** Opening Data for processing block **

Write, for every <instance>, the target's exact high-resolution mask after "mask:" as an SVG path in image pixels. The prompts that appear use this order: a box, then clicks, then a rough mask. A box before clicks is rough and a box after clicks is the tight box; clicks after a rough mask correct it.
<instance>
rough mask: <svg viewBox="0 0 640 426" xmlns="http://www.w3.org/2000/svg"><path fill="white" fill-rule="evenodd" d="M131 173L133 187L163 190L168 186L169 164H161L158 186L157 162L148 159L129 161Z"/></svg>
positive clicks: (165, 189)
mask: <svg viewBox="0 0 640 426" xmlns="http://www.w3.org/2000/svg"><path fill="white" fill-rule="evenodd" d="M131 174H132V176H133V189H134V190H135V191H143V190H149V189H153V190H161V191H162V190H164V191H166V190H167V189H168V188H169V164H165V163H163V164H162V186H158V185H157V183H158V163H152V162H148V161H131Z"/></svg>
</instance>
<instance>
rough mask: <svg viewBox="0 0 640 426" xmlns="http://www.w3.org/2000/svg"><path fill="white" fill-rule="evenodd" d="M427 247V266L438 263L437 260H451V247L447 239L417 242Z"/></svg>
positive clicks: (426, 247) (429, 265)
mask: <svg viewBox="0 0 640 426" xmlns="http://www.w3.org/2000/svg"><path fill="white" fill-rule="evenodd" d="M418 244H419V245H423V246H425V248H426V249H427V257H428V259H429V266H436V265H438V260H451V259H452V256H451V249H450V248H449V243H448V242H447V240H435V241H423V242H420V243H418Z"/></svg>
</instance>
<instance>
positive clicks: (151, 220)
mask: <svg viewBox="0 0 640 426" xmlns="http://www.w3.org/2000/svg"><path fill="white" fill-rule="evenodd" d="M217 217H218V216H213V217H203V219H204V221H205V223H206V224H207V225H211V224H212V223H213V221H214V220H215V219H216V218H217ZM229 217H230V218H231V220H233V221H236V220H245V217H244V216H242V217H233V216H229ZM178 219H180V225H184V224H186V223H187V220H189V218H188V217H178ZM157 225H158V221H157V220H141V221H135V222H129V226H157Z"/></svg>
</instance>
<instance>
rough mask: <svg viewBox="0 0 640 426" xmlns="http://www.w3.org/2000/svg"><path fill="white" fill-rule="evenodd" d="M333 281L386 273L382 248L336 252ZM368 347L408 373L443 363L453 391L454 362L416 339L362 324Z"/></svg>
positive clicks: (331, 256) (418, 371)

** Closing Data for processing block **

Task requirements: Out of the material above, gather each line where "rough" appears.

Response box:
Write, for every <instance>, the target's exact high-resolution mask after "mask:" as an SVG path in image pixels. The prompts that appear use this order: a box, then clicks, then a rough mask. A box before clicks is rough and a box after clicks is the tight box; clicks after a rough mask correct it.
rough mask: <svg viewBox="0 0 640 426" xmlns="http://www.w3.org/2000/svg"><path fill="white" fill-rule="evenodd" d="M131 173L133 187L163 190L168 186L169 164H161L158 186L157 162L148 159L129 161Z"/></svg>
rough mask: <svg viewBox="0 0 640 426" xmlns="http://www.w3.org/2000/svg"><path fill="white" fill-rule="evenodd" d="M427 247V266L438 263L437 260H451V247L447 239L417 242Z"/></svg>
rough mask: <svg viewBox="0 0 640 426" xmlns="http://www.w3.org/2000/svg"><path fill="white" fill-rule="evenodd" d="M333 281L386 273L382 248L336 252ZM368 347L408 373L443 363L453 391L454 362L416 339L362 324Z"/></svg>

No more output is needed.